> **Photo-based referring expression data**:
-=-=-
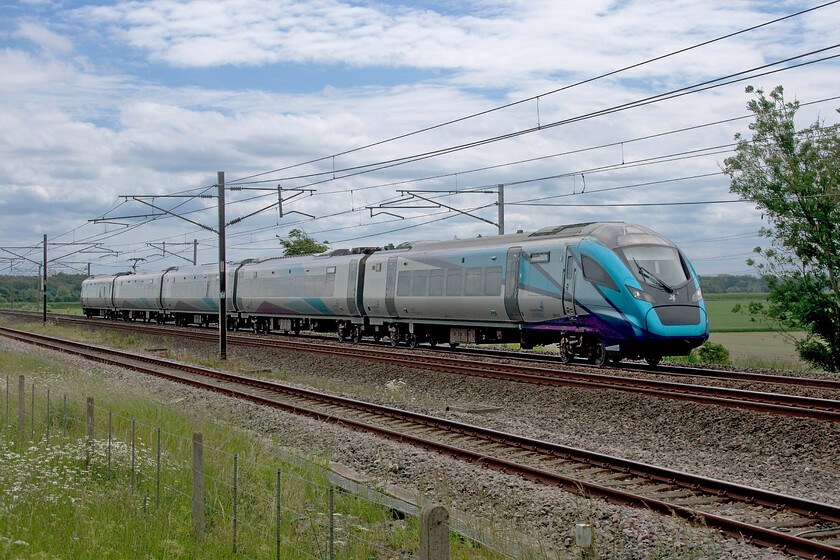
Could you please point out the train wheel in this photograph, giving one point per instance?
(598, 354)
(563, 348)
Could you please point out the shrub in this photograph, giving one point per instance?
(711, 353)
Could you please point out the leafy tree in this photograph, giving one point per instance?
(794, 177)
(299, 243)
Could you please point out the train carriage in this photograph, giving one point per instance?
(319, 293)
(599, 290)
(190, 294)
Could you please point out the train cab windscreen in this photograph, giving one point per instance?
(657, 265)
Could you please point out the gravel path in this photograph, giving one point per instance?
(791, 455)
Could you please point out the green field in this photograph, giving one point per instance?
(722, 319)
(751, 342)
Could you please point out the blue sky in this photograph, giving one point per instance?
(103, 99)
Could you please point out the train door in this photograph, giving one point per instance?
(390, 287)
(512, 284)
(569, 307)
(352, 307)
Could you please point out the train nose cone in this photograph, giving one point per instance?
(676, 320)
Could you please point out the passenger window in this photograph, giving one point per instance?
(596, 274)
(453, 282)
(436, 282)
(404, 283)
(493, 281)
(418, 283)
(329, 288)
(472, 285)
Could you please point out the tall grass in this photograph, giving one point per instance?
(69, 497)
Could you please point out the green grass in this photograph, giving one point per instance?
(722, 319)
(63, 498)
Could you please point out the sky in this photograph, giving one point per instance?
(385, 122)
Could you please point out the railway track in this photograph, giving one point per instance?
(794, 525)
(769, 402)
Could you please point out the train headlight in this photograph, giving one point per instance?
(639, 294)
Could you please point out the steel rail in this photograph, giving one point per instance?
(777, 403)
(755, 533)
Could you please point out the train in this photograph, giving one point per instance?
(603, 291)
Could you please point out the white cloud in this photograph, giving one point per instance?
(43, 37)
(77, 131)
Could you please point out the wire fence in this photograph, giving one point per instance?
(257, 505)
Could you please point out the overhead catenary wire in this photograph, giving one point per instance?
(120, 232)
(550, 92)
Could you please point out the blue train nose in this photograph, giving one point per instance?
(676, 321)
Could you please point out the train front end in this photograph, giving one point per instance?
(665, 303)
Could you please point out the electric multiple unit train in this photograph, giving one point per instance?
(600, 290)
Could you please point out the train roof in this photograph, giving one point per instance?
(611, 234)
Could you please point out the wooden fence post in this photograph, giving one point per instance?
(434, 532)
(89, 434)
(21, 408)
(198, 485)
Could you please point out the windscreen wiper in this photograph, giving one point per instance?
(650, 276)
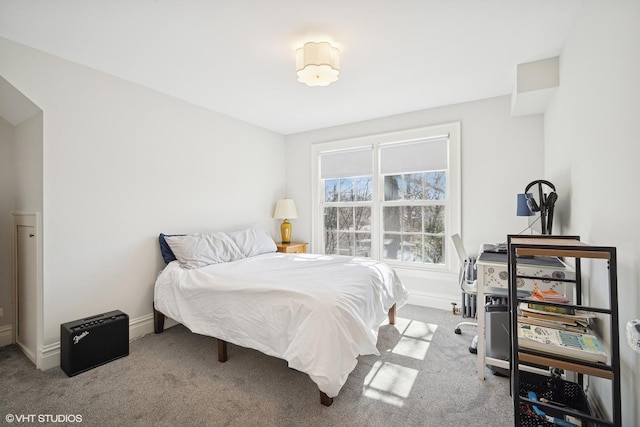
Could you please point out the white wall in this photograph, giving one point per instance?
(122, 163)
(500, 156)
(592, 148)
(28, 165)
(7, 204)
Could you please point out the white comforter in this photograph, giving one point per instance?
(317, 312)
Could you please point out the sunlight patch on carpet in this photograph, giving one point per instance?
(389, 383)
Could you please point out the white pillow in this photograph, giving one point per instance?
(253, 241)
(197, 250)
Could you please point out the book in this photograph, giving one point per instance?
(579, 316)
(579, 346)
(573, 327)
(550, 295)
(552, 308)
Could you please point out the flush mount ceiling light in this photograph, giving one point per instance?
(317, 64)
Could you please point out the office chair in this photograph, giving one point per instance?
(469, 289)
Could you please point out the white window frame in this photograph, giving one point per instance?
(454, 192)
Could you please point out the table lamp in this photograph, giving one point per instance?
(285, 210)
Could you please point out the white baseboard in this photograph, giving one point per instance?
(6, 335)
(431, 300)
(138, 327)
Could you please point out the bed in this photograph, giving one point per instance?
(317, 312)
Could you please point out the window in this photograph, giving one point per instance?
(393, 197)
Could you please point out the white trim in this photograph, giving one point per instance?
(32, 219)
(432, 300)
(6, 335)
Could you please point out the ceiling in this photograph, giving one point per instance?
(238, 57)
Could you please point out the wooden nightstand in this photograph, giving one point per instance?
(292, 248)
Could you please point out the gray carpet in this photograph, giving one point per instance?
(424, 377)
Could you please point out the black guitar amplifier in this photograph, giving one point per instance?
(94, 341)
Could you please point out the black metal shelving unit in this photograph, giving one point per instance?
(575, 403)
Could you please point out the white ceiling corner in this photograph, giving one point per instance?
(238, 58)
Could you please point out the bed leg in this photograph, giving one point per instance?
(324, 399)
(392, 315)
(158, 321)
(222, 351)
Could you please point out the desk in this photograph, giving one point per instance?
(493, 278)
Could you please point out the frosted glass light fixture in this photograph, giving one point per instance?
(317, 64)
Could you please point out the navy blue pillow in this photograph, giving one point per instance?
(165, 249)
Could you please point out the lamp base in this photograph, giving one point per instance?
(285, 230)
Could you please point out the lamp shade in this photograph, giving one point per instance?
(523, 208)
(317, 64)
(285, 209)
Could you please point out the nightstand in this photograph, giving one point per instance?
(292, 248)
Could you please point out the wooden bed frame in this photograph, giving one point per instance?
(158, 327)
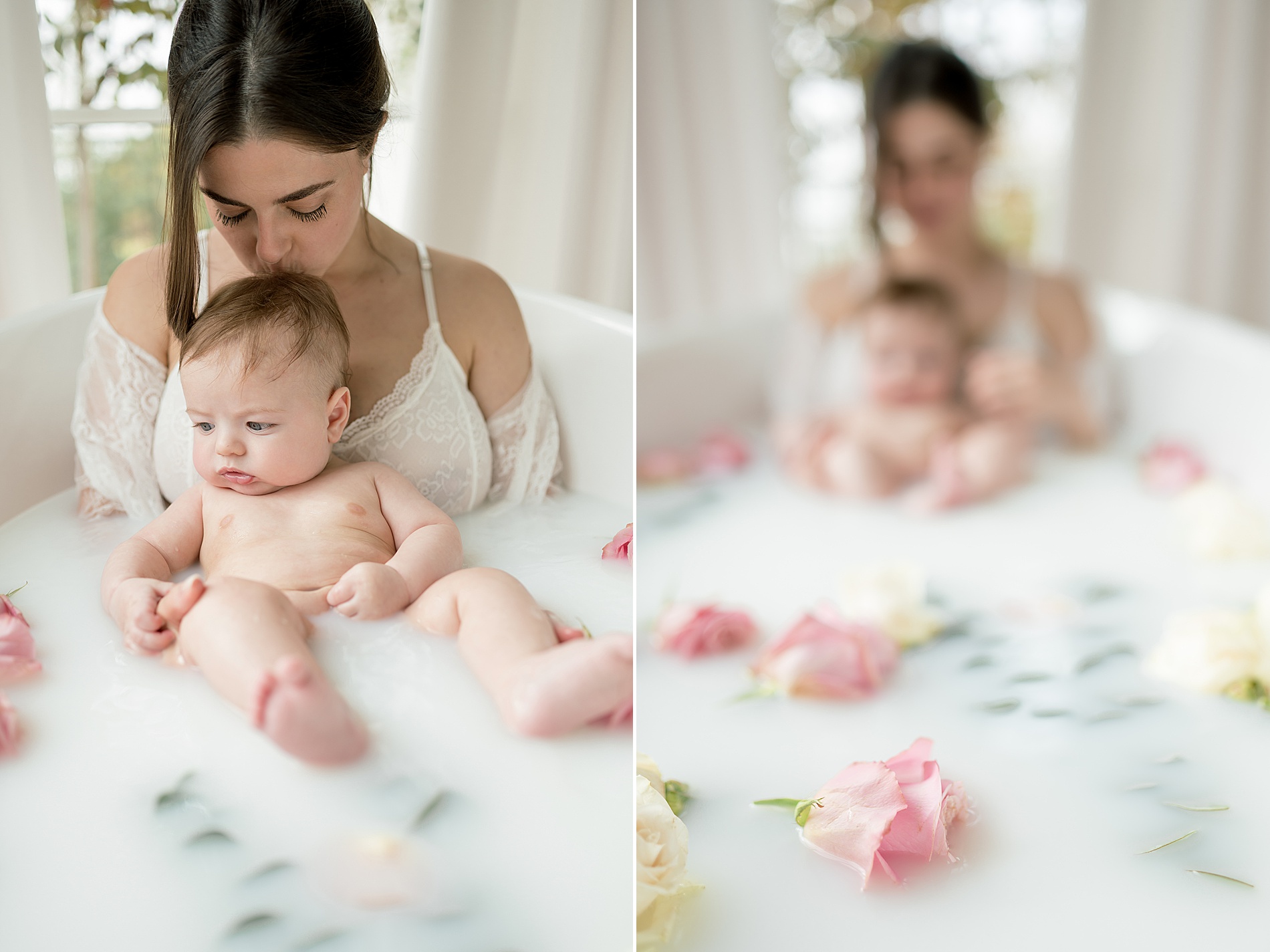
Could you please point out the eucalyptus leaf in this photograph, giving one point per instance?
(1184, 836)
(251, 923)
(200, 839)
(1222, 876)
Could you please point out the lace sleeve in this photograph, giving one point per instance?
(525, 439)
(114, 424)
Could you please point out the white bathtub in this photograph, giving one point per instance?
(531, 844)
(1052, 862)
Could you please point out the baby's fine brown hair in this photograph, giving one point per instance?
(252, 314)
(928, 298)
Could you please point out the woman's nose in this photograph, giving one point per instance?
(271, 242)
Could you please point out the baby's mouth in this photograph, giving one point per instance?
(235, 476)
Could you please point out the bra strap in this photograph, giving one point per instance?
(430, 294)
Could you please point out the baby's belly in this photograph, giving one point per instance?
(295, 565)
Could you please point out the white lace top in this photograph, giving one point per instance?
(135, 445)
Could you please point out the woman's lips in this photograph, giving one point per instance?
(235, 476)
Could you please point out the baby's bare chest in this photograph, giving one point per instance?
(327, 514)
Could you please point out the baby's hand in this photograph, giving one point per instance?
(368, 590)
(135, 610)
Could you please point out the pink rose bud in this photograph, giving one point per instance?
-=-=-
> **ASSIGNMENT**:
Each of the records above needs to be transcribed exactly, apart from its pictures.

> **TASK RESULT**:
Could you please point out the train wheel in this photograph, giving one point per instance?
(598, 354)
(563, 348)
Could you please point out the shrub in this photograph, giving one point per instance?
(711, 353)
Could you please point out the leafy tree in this photograph, giving one point per instance?
(794, 177)
(299, 243)
Could you please point out the train carriage in this photograph, giving one point per instance?
(319, 293)
(599, 290)
(190, 294)
Could you please point out the train cab windscreen in this photograph, giving one point per instance?
(657, 265)
Could you please point out the gravel path in this photograph, giving one point per instance?
(791, 455)
Could you please point out the green field in this photograph, giving one point per instance?
(722, 319)
(751, 342)
Could you please point out the blue sky in this photograph, giving one point per instance?
(103, 99)
Could you please point out the train door in this photograph, giving one point per instance?
(390, 287)
(512, 284)
(569, 307)
(352, 307)
Could you please point out the train nose cone in this photograph, giving one point per instance?
(676, 320)
Could you please point out the passenger window in this photograph, giving one point per instance?
(596, 274)
(453, 282)
(436, 282)
(404, 283)
(493, 281)
(418, 283)
(329, 288)
(472, 285)
Could you please point out the tall grass in this photograph, giving one point per instance?
(69, 497)
Could you please point out the green grass in this photograph, giving one point per instance?
(722, 319)
(63, 498)
Could you please point out the sky in this photograph, giving one point per instance?
(385, 122)
Could you please point out the railway track in this photograph, giving one point per instance?
(794, 525)
(769, 402)
Could you please point out the train headlight in this photograph, giving one point per instance?
(639, 294)
Could you please point out the steel rail in this photograph, giving one point per instance?
(777, 403)
(755, 533)
Could you please point out the train in this photograph, giving one point per instance?
(603, 291)
Could you please point out the white cloud in this photograph, giving one point per instance?
(43, 37)
(77, 131)
Could you please point out the wire fence in this photograph, giving one point per instance?
(257, 505)
Could you please point out the overhead catenary wire in this photograph, giving one point per instance?
(120, 232)
(550, 92)
Could you please point out the blue train nose in this photograph, giving one point per instance?
(676, 321)
Could you please point out the train front end in this photograph, giving one point per instance?
(665, 303)
Could you please point out the electric multiple unit train in this photograph, giving one point per instance?
(600, 290)
Could you please point out the train roof in this photograph, giving one point per instance?
(611, 234)
Could you please point out the wooden fence post in this photograph, giving one point per instance?
(434, 532)
(89, 434)
(21, 408)
(198, 485)
Could you please point out the windscreen wiper in this photograph, giving one point per instance?
(650, 276)
Could you please point out the white wall in this photograph, giving one point per instance?
(122, 163)
(500, 156)
(592, 148)
(28, 165)
(7, 204)
Could you please point out the white comforter in this photograph, giving one point per instance?
(317, 312)
Could you please point out the sunlight patch on carpet in this photograph, giving one point per instance?
(389, 383)
Could you please point out the white pillow in this photograph, giving one point per instance?
(253, 241)
(197, 250)
Could you please point out the book in this photograph, giving one point per instance?
(579, 316)
(579, 346)
(573, 327)
(550, 295)
(552, 308)
Could you please point out the flush mount ceiling light in this photograph, giving one point per instance?
(317, 64)
Could you please point out the office chair in this photograph, giving one point per instance?
(469, 289)
Could you please point out the white window frame in this photograph, giving one point per instance?
(454, 192)
Could you please point out the table lamp in this photograph, giving one point per instance?
(285, 210)
Could you please point out the white baseboard in this photograph, giving one point per instance?
(6, 335)
(431, 300)
(138, 327)
Could you please point out the bed in this photograph, giving one point per instance?
(317, 312)
Could you please point out the window in this photograph, giving one point per instance?
(393, 197)
Could you please point out the white trim in this photograph, giving one point per instance?
(32, 219)
(432, 300)
(6, 335)
Could you please point out the ceiling in this photograph, giving one point per instance?
(238, 57)
Could you please point out the wooden nightstand in this photograph, giving one point per instance?
(292, 248)
Could you please point out the gray carpet in this photograph, giving one point per instance?
(424, 377)
Could you please point out the black guitar amplifier in this photograph, giving one point per instance?
(94, 341)
Could you please point out the black metal shelving unit in this photograph, giving one point per instance?
(575, 403)
Could you please point out the white ceiling corner in this photograph, giving one point per instance?
(238, 58)
Could you please point out the bed leg in this photograph, giving one point per instance?
(324, 399)
(392, 315)
(158, 321)
(222, 351)
Could you please point out the desk in this photograph, giving one point per instance?
(493, 278)
Could you please point out the frosted glass light fixture in this photograph, giving one point per instance?
(317, 64)
Could you please point out the navy blue pillow in this photograph, giving one point per instance?
(165, 249)
Could you please point out the lamp base in this photograph, giving one point per instance?
(285, 230)
Could you please point out the lamp shade in this photograph, giving one point per instance?
(523, 208)
(317, 64)
(285, 209)
Could you please point out the nightstand in this photograph, giving one point per instance?
(292, 248)
Could you please point out the wooden bed frame in this photograph, giving one point per instance?
(158, 327)
Could you please point out the eucalyptus leaf in this photograph, giving one point per instance?
(1184, 836)
(251, 923)
(200, 839)
(1222, 876)
Could you please point out the lace sleeve in this photograph, giving one point per instance?
(525, 439)
(114, 424)
Could you please point out the white bathtub in this photograph, giving one point per instance?
(531, 844)
(1052, 862)
Could you please point out the baby's fine brown hair in this photograph, giving one point per instance?
(252, 314)
(928, 298)
Could you please point out the woman's nose in this photograph, giving one point per instance?
(271, 242)
Could you please point out the baby's mouth in this photograph, giving one point per instance?
(235, 476)
Could you please point out the bra strap in this photograph, giving one point per instance?
(430, 294)
Could you please point out the baby's belly in this photograph, giving one point per instance?
(295, 565)
Could you please point out the white lace top in this photograph, giving one point per instance?
(135, 445)
Could you please point out the woman's lips in this photograph, giving one point per instance?
(235, 476)
Could you please point out the baby's bare chest in this photograph, giving one point per instance?
(327, 514)
Could you please point out the baby's hand in this photograph, giving one point per instance?
(368, 590)
(135, 610)
Could you please point out the pink rose bud in this photograph, giving one point per instance?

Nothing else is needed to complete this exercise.